WHAT YOU HAVE TO DO —
Without the pictures, print each of the records below exactly as it appears.

DATA SUPPLIED —
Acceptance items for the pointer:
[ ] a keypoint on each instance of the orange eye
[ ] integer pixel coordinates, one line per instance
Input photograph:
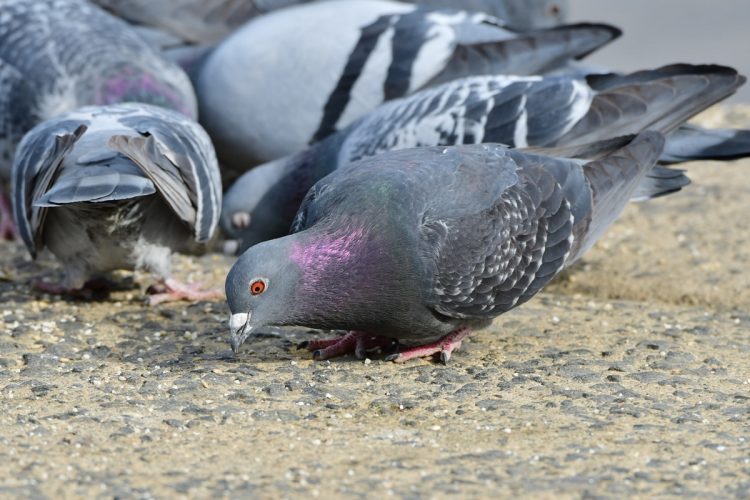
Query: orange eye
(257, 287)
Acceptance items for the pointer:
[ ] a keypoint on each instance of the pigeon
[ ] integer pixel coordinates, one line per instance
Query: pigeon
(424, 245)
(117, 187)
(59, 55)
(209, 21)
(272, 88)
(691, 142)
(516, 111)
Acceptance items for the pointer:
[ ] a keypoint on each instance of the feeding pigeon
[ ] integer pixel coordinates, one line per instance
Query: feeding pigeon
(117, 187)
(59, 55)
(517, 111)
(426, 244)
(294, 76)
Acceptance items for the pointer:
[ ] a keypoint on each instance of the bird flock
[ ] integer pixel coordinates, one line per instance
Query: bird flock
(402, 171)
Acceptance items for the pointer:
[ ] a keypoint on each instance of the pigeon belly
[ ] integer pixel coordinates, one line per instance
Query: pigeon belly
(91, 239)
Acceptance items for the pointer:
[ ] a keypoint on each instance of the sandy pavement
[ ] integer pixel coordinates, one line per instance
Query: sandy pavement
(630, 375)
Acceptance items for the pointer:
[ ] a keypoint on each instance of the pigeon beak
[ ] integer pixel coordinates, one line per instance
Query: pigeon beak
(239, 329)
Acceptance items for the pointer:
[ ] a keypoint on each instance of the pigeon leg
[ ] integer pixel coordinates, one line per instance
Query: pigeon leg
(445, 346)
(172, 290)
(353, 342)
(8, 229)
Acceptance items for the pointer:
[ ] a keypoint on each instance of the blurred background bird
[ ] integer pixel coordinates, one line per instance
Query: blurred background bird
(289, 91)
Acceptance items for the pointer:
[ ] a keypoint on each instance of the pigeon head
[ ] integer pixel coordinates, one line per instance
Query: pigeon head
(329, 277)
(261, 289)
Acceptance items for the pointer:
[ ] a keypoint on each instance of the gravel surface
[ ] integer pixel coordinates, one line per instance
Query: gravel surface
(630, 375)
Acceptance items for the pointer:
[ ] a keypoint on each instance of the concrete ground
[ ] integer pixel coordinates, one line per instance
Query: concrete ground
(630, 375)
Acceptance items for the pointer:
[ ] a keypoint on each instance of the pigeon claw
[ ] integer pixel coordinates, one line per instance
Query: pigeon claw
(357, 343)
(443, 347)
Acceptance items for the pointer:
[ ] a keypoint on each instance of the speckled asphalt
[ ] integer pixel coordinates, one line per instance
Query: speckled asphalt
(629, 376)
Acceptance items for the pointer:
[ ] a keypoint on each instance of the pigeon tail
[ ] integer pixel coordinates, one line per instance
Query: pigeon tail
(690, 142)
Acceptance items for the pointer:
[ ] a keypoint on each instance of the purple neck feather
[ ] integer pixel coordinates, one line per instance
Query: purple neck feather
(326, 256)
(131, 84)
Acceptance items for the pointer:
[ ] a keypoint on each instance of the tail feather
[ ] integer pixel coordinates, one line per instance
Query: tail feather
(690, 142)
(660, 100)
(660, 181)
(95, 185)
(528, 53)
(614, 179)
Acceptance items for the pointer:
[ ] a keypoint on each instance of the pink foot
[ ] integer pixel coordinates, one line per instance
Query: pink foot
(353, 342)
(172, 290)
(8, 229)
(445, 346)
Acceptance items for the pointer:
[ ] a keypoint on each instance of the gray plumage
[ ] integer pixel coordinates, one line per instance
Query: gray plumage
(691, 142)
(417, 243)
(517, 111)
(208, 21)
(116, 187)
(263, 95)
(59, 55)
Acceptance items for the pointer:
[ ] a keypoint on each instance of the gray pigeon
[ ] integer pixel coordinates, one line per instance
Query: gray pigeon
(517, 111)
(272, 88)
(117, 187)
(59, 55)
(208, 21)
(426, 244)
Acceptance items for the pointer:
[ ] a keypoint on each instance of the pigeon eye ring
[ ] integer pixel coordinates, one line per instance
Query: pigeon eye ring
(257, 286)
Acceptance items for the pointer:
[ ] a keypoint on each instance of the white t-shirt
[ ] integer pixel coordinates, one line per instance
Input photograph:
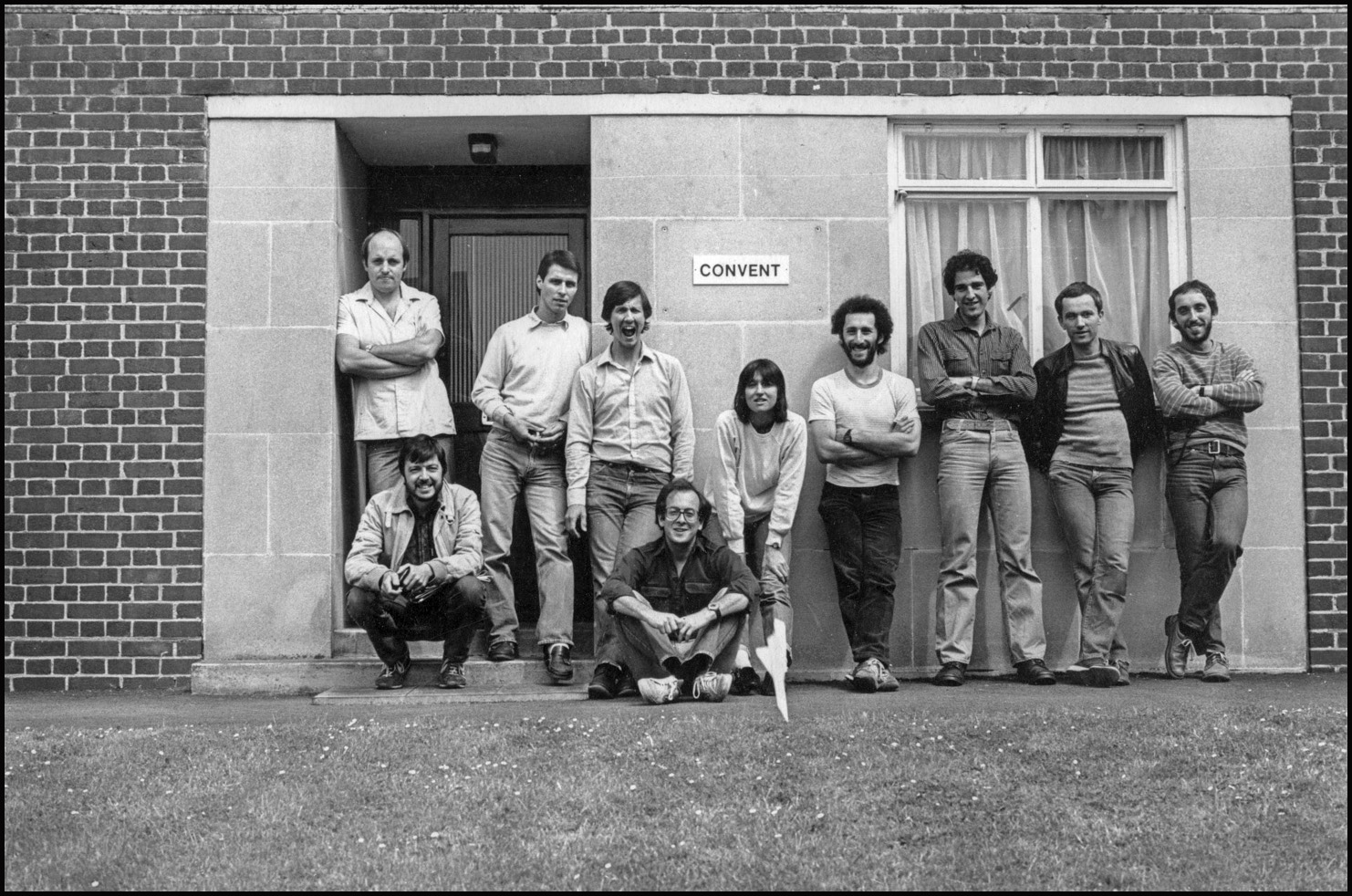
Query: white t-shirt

RESPONSE TO THIS EXERCISE —
Acceptance items for the pointer:
[ ] a keypoint on each instance of the orange eye
[ ] integer pixel coordinates, one line per instance
Input photograph:
Query: orange eye
(257, 287)
Acceptance items for the pointer:
[ ] a keypoint on each instance of the pigeon
[ ] integer pixel coordinates, one line per instance
Query: pigeon
(424, 245)
(117, 187)
(59, 55)
(209, 21)
(272, 88)
(691, 142)
(516, 111)
Acceptance items for the pointer:
[ ] a keypoint on each instance of the feeding pigeon
[ ] integer pixel coordinates, one line per instance
Query: feeding pigeon
(117, 187)
(59, 55)
(517, 111)
(426, 244)
(294, 76)
Acceptance items for the pointer:
[ ] a keypoint on each instance of the bird flock
[ ] integer pixel coordinates, one line per instance
Query: bird flock
(402, 171)
Acceptance items for the pointer:
[ ] a keypoint on each instance of the pigeon belly
[ ] integer pixel coordinates, one line per instance
Query: pigeon belly
(91, 239)
Acceptance items for the pointer:
[ ] a keypoint on each instance of the sandy pavement
[ ] integer pixel coordinates, one line per instance
Query: sandy pavement
(630, 375)
Acceptance items for the pointer:
[ ] a keypoint on each instance of the pigeon beak
[ ] integer pixel coordinates, one line per instance
Query: pigeon beak
(239, 329)
Acceptance items for the pointer:
[ ] a keypoint on each instance of the pigeon leg
[ ] integer pixel coordinates, one line per instance
Query: pigeon leg
(445, 346)
(172, 290)
(353, 342)
(8, 229)
Acceptance items for the pointer:
[ ] a keypoint on each instance of the blurred background bird
[ ] integer pixel coordinates, one line per instance
Query: blurred background bird
(289, 91)
Acceptance items for the pointer:
[ ] a keypoint on each instance of the pigeon head
[ ] integer pixel coordinates, one line per instance
Query: pigeon head
(329, 277)
(261, 289)
Acceptance items for the pointer:
[ ] a keypoint on each instance of the gravel surface
[ ] integer pixel coordinates, one line per instance
Query: gravel surface
(630, 375)
Acceptance items for the pointer:
[ ] a keypoint on each instance of the concrete ground
[ ] integer pixel coordinates, one line per instance
Query: concrete ground
(630, 375)
Acceptance items for the pointer:
[ ] a keypoint on each instance of the pigeon claw
[ ] integer pixel coordinates, one line per instance
Query: pigeon claw
(357, 343)
(443, 347)
Acceptance items for the pointer:
[ ] a keypoint on each instance of the speckled asphalt
[ ] integer pixel coordinates, one line per instance
Query: speckled asphalt
(629, 376)
Acceptance items for the pointer:
[ ] a keypoint on each instance of the pigeon tail
[ ] integer pixel coordinates, one line per instance
Query: pigeon tail
(690, 142)
Acceptance items for the pointer:
[ ] a keypoint on each instance of the purple neck feather
[ ] integer pixel coordinates, one line per instance
Query: purple neck feather
(326, 256)
(131, 84)
Acceptance items for the pointer:
[ ] a keypoint on each instance of the tail feather
[ ] integer pixel coordinates, one line per instance
Query: tail feather
(690, 142)
(660, 100)
(660, 181)
(95, 185)
(528, 53)
(614, 179)
Acceptance items for the pointer:
[ ] a keypoint on each instance of the pink foot
[ ] integer pixel coordinates, one line per instance
Query: pink foot
(353, 342)
(172, 290)
(8, 229)
(445, 346)
Acceptance items for the pointer:
[ ] a keypoint on each instance of the gray plumage
[ ] integer pixel coordinates, one line per instance
Query: gray plumage
(691, 142)
(417, 243)
(517, 111)
(208, 21)
(116, 187)
(263, 95)
(59, 55)
Acceptance items for the pointer:
[ ] a keypoint on each instance of the gray pigeon
[ ] integer pixel coordinates, one line per instance
Query: gray pigeon
(517, 111)
(272, 88)
(117, 187)
(59, 55)
(208, 21)
(426, 244)
Acceptance items for the pointer:
[ ] a keypoint on each instance of the pigeon eye ring
[ ] integer pixel coordinates, one line per instance
Query: pigeon eye ring
(257, 286)
Acceptance items for the pointer:
[ ] a keypoint on each instance of the white t-shirt
[ ] integer pixel coordinates, one line per instance
Input photograph:
Query: white t-shirt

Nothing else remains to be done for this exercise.